#### Texte de l'exercice:
Loi de bioéthique et Diagnostic préimplantatoire : Qu’est devenue cette « culture des limites » qui définissait le débat bioéthique ?

Publié le 12 Déc, 2019

Jean-Marie Le Méné, Président de la Fondation Lejeune était auditionné par la Commission de bioéthique du Sénat le 11 décembre dernier (cf. audition). Gènéthique relaie son intervention à propos de l’extension du diagnostic préimplantatoire aux aneuploïdies. La question avait été âprement débattue lors de l’examen de la loi de bioéthique à l’Assemblée nationale sans être introduite dans le projet de loi (cf. Extension du diagnostic préimplantatoire : pour Agnès Buzyn, « la décision éthique la plus difficile du projet de loi »).

J’ai quelques scrupules à commencer par aborder un sujet qui n’est pas dans le texte voté par l’Assemblée nationale et en conséquence sur lequel vous ne devriez pas avoir à vous prononcer. Il s’agit de l’extension du diagnostic préimplantatoire aux aneuploïdies et donc, notamment, à la trisomie 21, qui a fait l’objet d’un amendement des députés centristes mais qui n’a pas été suivi par le gouvernement et qui a été rejeté par l’Assemblée. Or il n’est pas exclu qu’un tel amendement soit soumis au Sénat pour la raison qu’il s’agirait, selon ses promoteurs, d’améliorer le taux d’implantation de l’embryon et de diminuer le nombre de fausses couches dans le cadre de la PMA.

Aujourd’hui, le DPI est légal pour les parents qui recourent à la procréation médicalement assistée parce qu’ils sont porteurs d’une maladie génétique d’une particulière gravité. L’objectif du DPI est de trier pour éliminer les embryons porteurs de la seule pathologie recherchée.

La question fait débat depuis plusieurs années : celle d’étendre le DPI à d’autres maladies d’origine génétique, non héréditaires, qui pourraient être diagnostiquées par l’examen du nombre des chromosomes de l’embryon. Ce diagnostic est désigné sous les termes de « DPI des aneuploïdies » ou DPI-A. Comme la trisomie 21 est la maladie chromosomique la plus courante, on entend aussi parler plus simplement du DPI de la trisomie 21.

Il est important de préciser que la revendication d’étendre le DPI à la trisomie 21 est ancienne. Lors des révisions des lois de bioéthiques précédentes, notamment en 2011, elle avait déjà émergé. Mais cette idée n’avait finalement pas été retenue pour éviter l’aggravation de la stigmatisation des personnes trisomiques 21, pour éviter que ce dépistage ne se systématise à une liste de pathologies, en raison de difficultés techniques impactant la fiabilité du DPI.

#### Données fournies:
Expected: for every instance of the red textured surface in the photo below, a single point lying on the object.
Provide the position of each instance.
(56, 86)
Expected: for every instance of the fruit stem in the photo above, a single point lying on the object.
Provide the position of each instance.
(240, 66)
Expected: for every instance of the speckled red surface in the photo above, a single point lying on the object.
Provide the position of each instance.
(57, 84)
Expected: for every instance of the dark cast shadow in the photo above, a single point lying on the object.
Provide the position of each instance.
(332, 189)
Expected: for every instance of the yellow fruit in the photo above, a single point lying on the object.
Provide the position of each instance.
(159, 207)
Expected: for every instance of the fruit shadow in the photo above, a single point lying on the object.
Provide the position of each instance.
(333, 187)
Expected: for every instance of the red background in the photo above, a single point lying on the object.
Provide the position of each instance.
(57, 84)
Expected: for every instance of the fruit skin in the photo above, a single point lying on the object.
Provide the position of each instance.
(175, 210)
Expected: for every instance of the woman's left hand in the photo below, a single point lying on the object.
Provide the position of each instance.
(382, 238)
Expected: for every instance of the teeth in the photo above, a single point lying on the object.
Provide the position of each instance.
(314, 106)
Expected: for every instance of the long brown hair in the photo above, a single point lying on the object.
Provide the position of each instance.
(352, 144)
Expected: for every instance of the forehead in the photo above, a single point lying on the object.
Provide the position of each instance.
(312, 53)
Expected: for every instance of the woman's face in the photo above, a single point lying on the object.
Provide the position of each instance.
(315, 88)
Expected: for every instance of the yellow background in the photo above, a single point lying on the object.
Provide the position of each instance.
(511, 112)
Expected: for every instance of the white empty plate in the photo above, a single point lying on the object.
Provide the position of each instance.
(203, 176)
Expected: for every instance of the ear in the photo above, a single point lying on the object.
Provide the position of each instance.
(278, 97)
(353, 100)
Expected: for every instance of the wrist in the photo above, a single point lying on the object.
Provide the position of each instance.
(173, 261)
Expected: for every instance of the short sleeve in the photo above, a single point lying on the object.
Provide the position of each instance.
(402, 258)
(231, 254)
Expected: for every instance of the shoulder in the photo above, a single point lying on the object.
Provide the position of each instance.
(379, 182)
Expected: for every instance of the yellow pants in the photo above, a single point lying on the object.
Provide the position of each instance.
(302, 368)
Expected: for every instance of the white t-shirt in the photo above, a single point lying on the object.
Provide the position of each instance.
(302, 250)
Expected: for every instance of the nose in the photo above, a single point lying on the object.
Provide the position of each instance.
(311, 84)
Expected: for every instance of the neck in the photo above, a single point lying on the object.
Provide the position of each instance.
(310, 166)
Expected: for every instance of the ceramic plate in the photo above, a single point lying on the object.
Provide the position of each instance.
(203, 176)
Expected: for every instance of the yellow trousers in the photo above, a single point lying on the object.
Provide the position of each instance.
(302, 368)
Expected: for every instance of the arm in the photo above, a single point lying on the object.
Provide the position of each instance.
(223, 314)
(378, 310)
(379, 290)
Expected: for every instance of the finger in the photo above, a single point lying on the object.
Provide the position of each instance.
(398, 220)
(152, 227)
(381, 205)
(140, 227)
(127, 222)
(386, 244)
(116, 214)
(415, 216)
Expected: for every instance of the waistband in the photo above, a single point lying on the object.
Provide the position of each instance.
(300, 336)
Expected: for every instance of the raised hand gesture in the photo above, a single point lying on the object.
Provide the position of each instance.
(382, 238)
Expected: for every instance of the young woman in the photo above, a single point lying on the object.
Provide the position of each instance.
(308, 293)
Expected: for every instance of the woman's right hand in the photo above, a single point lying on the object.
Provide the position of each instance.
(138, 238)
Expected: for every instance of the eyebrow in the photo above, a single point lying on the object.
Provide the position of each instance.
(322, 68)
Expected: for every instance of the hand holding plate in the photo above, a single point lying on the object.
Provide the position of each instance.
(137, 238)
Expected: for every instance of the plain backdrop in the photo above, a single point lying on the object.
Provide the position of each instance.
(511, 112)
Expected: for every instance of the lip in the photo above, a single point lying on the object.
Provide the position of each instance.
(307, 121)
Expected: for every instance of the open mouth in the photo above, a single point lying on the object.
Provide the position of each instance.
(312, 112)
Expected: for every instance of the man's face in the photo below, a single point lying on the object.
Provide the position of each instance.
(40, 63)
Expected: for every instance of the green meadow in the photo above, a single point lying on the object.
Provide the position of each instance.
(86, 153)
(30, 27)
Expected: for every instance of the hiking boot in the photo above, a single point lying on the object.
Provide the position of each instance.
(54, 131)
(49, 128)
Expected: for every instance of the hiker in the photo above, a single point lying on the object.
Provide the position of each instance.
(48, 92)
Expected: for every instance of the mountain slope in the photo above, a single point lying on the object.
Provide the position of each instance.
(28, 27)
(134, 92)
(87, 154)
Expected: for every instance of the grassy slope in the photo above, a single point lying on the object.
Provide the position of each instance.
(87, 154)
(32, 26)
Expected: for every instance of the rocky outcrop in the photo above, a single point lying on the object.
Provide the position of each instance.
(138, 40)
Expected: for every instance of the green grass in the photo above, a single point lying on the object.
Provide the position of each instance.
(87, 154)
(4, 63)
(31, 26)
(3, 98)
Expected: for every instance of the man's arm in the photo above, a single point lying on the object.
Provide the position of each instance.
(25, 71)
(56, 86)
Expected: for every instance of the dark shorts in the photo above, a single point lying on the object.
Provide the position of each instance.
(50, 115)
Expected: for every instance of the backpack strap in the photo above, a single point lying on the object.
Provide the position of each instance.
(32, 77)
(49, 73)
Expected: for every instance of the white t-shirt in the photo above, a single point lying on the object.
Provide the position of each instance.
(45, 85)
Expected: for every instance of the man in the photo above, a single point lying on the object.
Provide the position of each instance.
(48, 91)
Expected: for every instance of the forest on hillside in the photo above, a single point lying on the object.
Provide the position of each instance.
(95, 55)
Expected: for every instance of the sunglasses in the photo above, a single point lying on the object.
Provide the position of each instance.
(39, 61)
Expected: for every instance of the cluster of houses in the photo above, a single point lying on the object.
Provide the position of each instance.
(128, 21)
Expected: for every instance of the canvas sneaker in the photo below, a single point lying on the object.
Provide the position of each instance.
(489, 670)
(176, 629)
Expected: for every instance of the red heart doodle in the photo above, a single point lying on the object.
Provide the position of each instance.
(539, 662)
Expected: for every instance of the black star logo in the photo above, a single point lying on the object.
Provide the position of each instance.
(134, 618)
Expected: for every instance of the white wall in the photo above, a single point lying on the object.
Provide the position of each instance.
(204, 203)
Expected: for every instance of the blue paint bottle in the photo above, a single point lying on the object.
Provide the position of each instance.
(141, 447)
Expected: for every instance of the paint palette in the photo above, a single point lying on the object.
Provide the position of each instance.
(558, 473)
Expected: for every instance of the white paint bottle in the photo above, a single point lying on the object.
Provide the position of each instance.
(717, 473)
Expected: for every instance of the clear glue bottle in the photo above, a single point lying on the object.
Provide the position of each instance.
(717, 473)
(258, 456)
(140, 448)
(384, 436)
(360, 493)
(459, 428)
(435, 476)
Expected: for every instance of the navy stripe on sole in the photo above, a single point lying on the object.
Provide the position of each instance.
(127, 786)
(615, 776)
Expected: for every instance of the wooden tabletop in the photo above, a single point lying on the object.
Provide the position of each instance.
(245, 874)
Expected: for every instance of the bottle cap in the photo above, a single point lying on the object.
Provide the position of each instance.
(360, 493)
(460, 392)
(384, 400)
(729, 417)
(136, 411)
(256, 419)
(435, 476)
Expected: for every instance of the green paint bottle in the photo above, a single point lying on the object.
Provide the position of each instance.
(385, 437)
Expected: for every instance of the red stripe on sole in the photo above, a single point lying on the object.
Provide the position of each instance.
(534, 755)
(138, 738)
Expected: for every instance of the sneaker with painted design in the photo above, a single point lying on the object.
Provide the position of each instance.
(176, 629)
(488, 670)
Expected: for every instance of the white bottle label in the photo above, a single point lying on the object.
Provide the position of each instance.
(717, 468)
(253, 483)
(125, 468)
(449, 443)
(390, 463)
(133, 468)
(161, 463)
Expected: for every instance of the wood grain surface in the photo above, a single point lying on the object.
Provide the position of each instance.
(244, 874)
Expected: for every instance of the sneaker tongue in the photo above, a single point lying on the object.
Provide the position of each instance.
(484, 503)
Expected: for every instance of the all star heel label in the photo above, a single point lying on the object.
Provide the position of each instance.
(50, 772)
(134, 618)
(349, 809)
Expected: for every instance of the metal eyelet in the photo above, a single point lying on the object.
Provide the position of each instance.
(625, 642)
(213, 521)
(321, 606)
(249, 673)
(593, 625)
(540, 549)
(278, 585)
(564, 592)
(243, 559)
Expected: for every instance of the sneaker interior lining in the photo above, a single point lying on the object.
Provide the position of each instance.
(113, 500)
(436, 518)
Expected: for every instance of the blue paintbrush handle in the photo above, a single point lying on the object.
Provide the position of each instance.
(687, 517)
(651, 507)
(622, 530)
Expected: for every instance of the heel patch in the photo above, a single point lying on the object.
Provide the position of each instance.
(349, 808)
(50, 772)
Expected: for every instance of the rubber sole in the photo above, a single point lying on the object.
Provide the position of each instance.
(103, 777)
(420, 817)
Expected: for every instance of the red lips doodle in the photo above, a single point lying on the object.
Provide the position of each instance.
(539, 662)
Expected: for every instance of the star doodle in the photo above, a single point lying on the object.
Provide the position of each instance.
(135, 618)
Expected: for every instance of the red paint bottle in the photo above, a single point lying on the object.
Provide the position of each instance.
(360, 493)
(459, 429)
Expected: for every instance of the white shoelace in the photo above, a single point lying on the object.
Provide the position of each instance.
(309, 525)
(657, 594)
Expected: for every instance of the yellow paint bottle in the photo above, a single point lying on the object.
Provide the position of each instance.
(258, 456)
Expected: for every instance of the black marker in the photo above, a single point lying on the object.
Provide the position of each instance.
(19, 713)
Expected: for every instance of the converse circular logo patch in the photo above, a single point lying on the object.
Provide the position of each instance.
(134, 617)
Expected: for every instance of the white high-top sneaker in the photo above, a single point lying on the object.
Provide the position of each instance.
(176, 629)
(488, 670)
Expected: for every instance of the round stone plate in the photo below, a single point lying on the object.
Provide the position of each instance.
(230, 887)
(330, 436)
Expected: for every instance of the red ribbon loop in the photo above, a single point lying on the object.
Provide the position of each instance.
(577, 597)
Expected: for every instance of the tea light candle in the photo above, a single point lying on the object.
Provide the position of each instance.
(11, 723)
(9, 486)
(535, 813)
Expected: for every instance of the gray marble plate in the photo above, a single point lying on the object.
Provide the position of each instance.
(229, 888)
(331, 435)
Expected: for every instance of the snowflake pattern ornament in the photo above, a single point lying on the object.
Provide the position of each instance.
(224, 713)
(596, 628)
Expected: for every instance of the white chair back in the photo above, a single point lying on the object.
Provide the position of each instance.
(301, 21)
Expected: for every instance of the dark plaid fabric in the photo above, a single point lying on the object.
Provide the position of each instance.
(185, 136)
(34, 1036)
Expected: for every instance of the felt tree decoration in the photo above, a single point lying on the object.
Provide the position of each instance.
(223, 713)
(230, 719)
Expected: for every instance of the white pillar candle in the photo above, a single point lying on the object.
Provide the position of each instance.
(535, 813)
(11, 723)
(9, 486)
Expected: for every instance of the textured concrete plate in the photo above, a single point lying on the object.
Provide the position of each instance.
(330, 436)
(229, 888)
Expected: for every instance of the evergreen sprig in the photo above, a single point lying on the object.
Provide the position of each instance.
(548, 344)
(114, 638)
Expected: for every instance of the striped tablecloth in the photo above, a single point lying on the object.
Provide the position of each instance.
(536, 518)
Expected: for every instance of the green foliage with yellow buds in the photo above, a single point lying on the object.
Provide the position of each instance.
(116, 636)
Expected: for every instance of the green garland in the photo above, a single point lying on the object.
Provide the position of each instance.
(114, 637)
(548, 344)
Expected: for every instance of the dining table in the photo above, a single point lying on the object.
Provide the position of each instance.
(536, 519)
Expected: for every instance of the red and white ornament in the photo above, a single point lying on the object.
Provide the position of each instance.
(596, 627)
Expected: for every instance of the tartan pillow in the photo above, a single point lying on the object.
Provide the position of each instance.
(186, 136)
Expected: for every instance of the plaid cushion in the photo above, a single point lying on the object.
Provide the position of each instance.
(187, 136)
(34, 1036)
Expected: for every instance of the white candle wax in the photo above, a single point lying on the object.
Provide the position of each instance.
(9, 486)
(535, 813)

#### Travail à faire:
1. D'après le texte de l'exercice, quelle est la maladie chromosomique la plus courante ?
2. Reproduisez le passage du texte de l'exercice qui va de « Il est important » à « fiabilité du DPI. », ces deux extrémités comprises.
Les lignes n'interviennent pas dans ce travail.

#### Corrigé:
1. La trisomie 21.

2.
Il est important de préciser que la revendication d’étendre le DPI à la trisomie 21 est ancienne. Lors des révisions des lois de bioéthiques précédentes, notamment en 2011, elle avait déjà émergé. Mais cette idée n’avait finalement pas été retenue pour éviter l’aggravation de la stigmatisation des personnes trisomiques 21, pour éviter que ce dépistage ne se systématise à une liste de pathologies, en raison de difficultés techniques impactant la fiabilité du DPI.